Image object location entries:
-=-=-=-=-

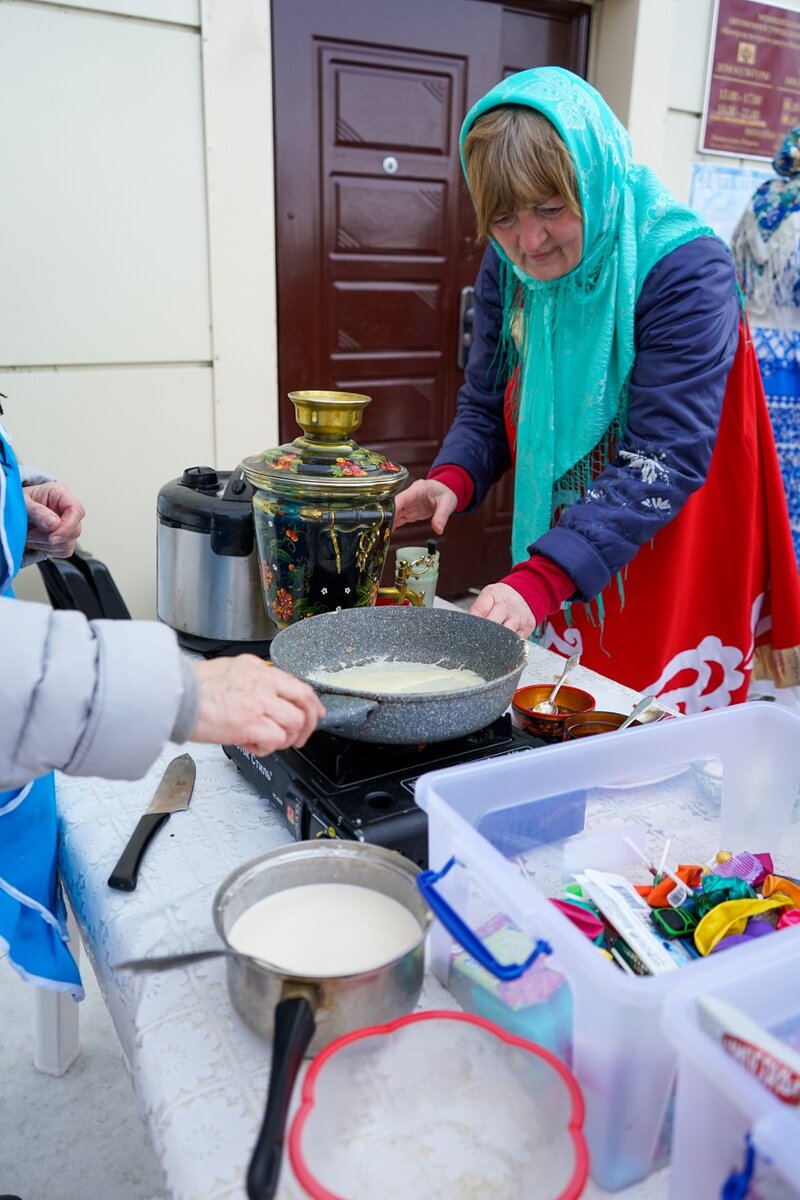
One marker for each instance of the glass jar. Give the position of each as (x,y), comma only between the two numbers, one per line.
(323,511)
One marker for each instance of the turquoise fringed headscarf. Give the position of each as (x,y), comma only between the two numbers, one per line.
(575,335)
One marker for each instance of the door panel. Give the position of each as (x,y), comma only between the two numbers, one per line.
(374,225)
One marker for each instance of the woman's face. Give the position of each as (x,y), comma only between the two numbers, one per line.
(545,241)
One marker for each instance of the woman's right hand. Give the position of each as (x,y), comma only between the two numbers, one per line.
(247,702)
(425,499)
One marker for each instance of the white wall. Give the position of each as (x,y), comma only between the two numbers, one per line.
(137,208)
(104,310)
(138,307)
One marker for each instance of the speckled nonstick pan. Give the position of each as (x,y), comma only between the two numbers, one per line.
(447,636)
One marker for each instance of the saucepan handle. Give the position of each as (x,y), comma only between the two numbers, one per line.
(456,925)
(294,1029)
(344,712)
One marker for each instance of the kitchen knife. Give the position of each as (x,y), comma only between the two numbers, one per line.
(173,793)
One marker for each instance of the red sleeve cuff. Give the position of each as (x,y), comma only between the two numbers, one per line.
(458,481)
(542,585)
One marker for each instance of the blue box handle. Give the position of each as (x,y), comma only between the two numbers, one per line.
(426,882)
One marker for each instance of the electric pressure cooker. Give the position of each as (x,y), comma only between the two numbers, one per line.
(208,583)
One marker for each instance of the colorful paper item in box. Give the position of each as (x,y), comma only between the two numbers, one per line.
(509,945)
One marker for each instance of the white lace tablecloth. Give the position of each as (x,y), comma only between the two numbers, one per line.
(199,1073)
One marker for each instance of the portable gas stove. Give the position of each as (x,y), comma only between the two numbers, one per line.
(336,787)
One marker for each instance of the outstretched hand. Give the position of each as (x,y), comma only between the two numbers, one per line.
(253,705)
(54,520)
(503,605)
(425,499)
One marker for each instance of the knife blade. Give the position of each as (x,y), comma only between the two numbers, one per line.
(172,796)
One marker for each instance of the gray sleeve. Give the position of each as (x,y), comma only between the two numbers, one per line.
(85,697)
(190,706)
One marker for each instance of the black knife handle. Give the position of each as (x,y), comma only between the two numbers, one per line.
(125,873)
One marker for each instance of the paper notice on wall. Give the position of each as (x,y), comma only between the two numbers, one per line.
(721,193)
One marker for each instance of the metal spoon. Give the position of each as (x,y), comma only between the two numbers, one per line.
(166,961)
(635,712)
(547,706)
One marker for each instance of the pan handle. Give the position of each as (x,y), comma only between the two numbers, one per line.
(344,712)
(294,1029)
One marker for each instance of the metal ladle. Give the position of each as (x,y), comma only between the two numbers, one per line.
(548,706)
(635,712)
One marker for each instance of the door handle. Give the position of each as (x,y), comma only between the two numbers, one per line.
(465,316)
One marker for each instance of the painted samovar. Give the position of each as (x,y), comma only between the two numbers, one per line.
(323,510)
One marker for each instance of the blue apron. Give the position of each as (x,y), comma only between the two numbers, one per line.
(32,919)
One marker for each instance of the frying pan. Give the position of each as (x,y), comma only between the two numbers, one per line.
(445,636)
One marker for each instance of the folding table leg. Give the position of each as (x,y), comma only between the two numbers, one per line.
(58,1036)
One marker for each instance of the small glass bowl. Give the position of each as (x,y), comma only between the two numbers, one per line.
(585,725)
(549,729)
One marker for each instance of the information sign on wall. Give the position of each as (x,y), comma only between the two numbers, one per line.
(753,83)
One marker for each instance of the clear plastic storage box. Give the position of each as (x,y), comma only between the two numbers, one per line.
(719,1104)
(518,827)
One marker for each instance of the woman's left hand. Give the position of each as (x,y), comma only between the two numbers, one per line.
(504,605)
(54,520)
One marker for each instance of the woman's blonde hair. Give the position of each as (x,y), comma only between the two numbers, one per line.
(516,160)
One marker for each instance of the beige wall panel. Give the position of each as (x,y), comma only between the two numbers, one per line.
(614,42)
(238,95)
(103,190)
(690,54)
(114,437)
(180,12)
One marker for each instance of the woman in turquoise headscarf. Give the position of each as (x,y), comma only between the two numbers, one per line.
(609,369)
(32,923)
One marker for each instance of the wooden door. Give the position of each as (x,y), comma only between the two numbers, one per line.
(374,225)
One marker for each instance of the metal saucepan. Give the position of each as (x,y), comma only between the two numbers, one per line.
(302,1014)
(446,636)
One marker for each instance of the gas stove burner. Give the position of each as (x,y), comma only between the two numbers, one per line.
(336,787)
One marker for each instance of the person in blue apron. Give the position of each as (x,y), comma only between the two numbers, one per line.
(32,918)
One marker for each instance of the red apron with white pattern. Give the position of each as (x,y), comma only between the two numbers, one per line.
(715,585)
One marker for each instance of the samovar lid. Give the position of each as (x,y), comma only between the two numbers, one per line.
(325,461)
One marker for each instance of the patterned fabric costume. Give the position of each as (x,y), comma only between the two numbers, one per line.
(767,252)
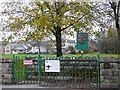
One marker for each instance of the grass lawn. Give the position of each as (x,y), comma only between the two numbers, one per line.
(9,56)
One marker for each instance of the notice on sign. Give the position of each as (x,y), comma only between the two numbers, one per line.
(27,62)
(52,65)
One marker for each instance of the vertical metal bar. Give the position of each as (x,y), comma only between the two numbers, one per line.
(89,74)
(69,66)
(13,69)
(39,69)
(98,71)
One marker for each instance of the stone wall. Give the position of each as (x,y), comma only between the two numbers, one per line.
(109,72)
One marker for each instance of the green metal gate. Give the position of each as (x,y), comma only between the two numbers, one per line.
(25,70)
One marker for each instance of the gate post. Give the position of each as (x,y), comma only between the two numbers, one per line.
(98,71)
(39,68)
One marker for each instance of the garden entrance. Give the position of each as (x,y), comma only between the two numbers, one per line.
(62,72)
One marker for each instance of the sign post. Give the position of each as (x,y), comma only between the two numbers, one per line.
(82,41)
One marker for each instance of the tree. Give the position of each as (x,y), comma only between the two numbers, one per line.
(116,10)
(56,17)
(107,14)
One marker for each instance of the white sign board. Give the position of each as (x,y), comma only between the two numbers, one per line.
(52,65)
(27,62)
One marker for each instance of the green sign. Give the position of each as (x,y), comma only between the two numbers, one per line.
(82,41)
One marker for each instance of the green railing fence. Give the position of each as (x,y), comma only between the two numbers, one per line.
(75,72)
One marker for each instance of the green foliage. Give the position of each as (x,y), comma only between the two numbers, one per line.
(52,18)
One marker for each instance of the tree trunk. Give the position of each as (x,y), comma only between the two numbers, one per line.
(58,41)
(118,40)
(38,46)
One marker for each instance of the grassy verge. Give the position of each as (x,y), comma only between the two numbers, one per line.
(9,56)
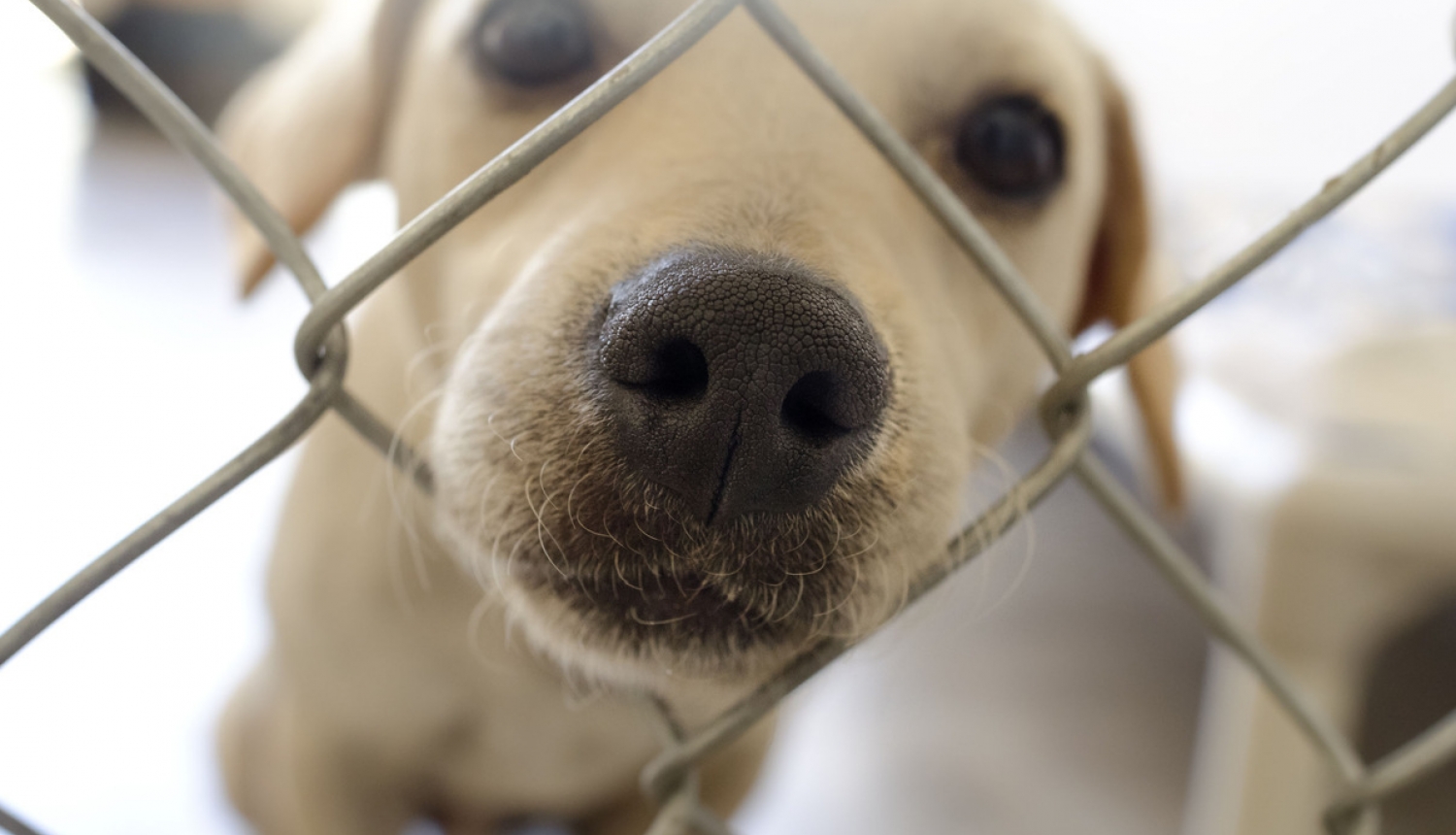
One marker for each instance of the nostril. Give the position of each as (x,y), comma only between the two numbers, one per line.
(678,372)
(809,410)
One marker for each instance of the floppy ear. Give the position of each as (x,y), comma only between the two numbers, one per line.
(1121,287)
(311,122)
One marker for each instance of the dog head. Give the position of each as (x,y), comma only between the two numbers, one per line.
(715,375)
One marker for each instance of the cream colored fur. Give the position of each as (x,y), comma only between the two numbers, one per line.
(410,672)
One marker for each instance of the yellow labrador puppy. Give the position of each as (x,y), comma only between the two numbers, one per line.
(701,389)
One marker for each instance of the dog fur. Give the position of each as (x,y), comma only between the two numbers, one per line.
(419,663)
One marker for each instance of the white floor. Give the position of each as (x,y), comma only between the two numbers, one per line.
(130,372)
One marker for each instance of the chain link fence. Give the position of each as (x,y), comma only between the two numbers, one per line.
(320,350)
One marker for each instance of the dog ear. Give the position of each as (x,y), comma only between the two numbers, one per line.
(1121,285)
(311,122)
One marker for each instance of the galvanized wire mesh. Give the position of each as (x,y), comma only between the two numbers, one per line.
(322,354)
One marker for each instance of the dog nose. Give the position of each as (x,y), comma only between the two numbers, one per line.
(740,382)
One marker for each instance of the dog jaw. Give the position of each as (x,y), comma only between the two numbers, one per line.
(608,572)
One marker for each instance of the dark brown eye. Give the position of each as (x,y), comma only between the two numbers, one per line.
(1012,148)
(533,43)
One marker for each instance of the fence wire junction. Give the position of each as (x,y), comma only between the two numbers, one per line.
(320,350)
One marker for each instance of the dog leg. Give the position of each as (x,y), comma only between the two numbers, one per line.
(290,777)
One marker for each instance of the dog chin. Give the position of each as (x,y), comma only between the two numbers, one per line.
(631,637)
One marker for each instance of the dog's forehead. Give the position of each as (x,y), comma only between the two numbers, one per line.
(946,38)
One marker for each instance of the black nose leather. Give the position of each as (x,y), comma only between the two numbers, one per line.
(740,382)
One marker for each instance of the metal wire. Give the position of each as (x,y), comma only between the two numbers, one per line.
(322,354)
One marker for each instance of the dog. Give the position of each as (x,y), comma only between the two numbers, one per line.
(699,390)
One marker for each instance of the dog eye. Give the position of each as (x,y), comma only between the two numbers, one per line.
(533,43)
(1012,146)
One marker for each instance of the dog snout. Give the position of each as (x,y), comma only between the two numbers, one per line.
(743,384)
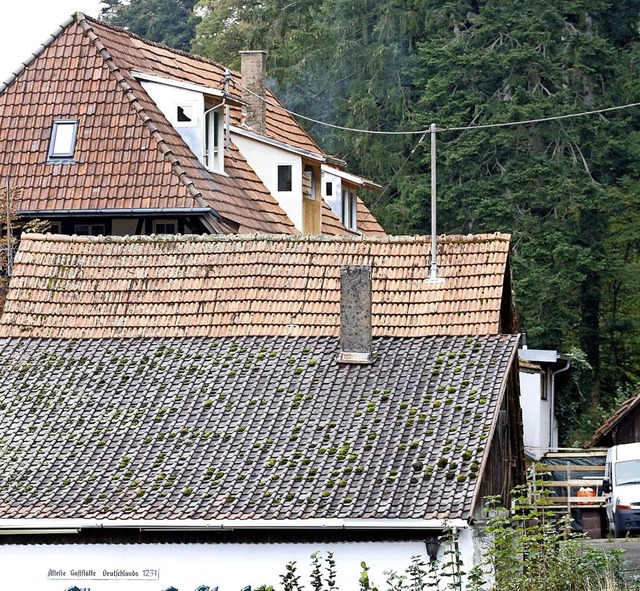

-=-=-=-=-

**Do this**
Rewrite the lines from the one containing "One marker for each instance of the dog." through the end of the records, inclusive, with "marker" replaced by "point" and everything else left unchanged. Omit the pictures from your answer.

**Exercise result**
One point for each instance of the dog. Give the position of each as (x,y), comma only between the two numbers, one per line.
(699,390)
One point for each instance of the dog eye. Give the position of each as (x,y), comma only between the two numbers, one per line.
(533,43)
(1012,146)
One point for each instance of the dog snout. Give the position of each as (x,y), comma only between the two numbers, one per line.
(743,384)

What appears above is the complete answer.